(DATA PROVIDED begins)

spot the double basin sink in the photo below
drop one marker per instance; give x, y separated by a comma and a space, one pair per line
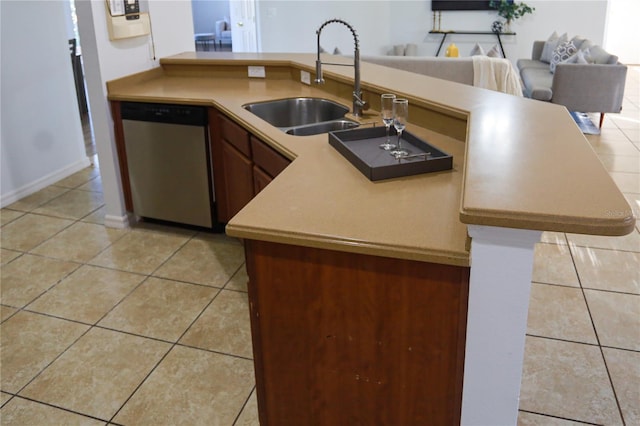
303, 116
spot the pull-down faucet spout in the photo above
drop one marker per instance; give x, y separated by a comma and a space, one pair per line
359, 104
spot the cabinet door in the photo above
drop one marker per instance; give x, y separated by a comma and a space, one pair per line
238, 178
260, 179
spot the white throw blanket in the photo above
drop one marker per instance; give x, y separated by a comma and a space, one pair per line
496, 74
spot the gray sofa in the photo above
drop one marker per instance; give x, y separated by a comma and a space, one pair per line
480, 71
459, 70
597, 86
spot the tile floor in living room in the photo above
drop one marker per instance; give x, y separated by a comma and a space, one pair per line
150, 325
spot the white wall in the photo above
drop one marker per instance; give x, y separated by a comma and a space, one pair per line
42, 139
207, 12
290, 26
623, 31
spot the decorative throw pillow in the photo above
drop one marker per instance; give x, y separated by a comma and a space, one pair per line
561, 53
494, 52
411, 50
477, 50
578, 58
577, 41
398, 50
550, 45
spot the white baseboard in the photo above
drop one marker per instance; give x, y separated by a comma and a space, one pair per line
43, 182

(DATA PROVIDED ends)

TASK INSTRUCTIONS: Among the lines of the data above, find those with the word "throw" and show them.

TASK RESPONSE:
spot the white throw blanket in the photo above
spot the decorative throw pillow in the photo above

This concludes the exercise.